* begin *
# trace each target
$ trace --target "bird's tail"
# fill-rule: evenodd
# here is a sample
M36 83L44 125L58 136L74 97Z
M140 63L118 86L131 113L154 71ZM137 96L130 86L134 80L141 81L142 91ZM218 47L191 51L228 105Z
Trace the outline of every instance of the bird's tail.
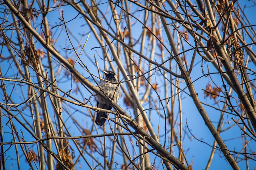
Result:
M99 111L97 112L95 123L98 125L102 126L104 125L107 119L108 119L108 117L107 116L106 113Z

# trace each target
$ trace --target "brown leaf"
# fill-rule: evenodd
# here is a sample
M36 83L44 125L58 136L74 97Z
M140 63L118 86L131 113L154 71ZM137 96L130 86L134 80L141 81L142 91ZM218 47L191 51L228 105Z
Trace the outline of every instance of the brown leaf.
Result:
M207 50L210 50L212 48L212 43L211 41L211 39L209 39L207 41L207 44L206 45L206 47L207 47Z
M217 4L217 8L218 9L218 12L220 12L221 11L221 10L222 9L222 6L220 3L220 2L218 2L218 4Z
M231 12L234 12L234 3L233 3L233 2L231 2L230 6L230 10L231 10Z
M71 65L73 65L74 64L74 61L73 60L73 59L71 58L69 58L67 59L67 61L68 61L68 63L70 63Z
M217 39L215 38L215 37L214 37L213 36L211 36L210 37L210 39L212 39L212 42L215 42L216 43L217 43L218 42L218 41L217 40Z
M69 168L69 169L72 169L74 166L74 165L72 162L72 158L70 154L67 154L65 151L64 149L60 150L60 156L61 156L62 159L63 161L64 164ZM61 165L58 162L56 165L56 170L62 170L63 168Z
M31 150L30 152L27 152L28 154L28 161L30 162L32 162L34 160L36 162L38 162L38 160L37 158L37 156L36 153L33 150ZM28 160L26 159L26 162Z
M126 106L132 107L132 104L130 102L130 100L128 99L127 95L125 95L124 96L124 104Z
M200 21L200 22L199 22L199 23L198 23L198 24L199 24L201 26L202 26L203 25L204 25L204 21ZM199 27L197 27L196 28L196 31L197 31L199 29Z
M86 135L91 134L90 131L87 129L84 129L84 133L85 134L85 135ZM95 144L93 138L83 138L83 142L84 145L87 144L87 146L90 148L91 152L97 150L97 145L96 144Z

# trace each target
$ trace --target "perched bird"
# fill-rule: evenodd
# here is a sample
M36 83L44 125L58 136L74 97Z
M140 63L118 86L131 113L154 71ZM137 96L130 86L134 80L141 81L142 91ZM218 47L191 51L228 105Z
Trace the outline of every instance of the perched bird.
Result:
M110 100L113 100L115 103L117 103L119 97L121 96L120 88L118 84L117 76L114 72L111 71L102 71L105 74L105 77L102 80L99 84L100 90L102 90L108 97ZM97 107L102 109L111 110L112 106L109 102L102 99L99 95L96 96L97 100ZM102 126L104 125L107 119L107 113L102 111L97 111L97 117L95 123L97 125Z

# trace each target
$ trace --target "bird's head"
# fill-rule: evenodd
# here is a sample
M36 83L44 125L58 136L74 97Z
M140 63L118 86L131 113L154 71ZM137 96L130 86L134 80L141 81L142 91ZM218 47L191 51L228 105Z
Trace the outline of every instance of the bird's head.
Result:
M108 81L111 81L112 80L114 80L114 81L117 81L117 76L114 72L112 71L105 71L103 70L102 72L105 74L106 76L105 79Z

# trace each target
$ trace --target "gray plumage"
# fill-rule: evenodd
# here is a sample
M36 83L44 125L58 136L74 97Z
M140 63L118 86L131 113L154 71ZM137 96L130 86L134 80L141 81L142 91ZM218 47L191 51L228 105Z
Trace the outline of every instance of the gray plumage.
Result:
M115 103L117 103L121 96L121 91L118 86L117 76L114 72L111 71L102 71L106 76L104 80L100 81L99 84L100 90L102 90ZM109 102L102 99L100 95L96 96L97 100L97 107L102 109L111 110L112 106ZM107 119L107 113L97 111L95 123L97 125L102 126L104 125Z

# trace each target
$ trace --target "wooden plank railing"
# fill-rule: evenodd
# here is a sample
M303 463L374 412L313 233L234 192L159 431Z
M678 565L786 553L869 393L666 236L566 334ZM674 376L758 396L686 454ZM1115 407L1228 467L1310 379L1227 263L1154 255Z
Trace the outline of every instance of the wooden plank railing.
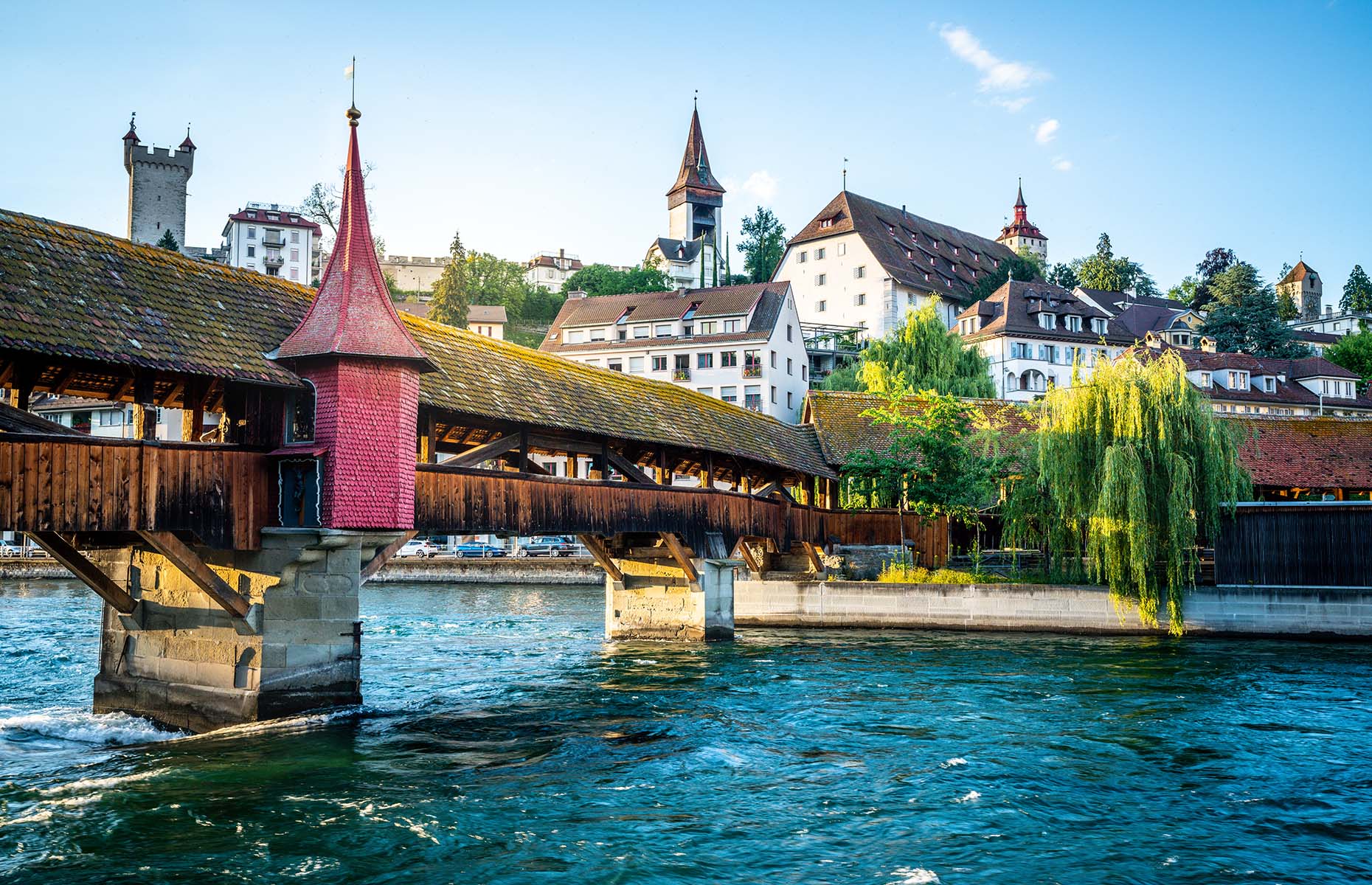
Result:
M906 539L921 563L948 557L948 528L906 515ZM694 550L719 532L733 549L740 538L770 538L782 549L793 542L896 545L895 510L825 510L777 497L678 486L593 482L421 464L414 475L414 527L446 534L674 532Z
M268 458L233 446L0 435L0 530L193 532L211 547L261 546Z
* end *
* begin *
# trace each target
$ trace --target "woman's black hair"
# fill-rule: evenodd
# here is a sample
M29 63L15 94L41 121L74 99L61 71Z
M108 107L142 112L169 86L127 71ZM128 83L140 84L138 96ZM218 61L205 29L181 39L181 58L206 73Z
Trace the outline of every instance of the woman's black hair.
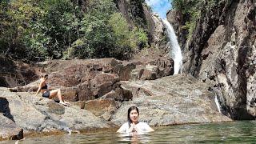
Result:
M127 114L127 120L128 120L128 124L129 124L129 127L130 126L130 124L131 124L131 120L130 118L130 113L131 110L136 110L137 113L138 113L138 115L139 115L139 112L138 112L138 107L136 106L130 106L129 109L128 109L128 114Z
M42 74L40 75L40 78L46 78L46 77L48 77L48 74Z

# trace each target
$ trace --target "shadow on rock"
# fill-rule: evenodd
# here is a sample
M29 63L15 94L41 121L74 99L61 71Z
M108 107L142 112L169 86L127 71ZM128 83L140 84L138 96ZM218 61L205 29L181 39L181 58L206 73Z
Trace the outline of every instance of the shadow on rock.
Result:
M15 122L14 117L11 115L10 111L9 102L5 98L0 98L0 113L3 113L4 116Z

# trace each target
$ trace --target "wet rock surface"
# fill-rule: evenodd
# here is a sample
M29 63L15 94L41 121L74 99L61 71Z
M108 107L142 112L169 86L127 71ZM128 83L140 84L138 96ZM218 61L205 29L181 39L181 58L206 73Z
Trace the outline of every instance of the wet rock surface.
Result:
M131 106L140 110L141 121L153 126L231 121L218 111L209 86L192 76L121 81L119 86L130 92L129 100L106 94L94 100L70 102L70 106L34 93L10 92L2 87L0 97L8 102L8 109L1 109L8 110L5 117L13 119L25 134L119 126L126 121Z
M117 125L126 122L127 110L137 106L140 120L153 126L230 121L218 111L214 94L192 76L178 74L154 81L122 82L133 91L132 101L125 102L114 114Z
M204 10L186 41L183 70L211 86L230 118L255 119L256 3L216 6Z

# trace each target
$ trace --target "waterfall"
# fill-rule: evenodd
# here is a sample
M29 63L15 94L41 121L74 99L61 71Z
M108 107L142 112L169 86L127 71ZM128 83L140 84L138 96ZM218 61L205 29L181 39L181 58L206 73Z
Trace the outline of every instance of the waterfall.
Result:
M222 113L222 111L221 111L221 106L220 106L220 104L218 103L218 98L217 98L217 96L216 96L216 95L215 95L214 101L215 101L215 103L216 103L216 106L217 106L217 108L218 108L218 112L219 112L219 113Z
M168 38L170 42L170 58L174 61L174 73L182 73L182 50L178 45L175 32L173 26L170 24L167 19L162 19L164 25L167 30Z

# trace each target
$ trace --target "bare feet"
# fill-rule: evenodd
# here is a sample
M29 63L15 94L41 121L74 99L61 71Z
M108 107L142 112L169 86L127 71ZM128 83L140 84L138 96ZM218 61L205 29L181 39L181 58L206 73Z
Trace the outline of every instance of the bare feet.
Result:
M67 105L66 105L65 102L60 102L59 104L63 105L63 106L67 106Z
* end *
SHORT EXERCISE: How many lines of the listing above contain the string "shadow"? Case matters. Give only the number.

EXERCISE RESULT: 2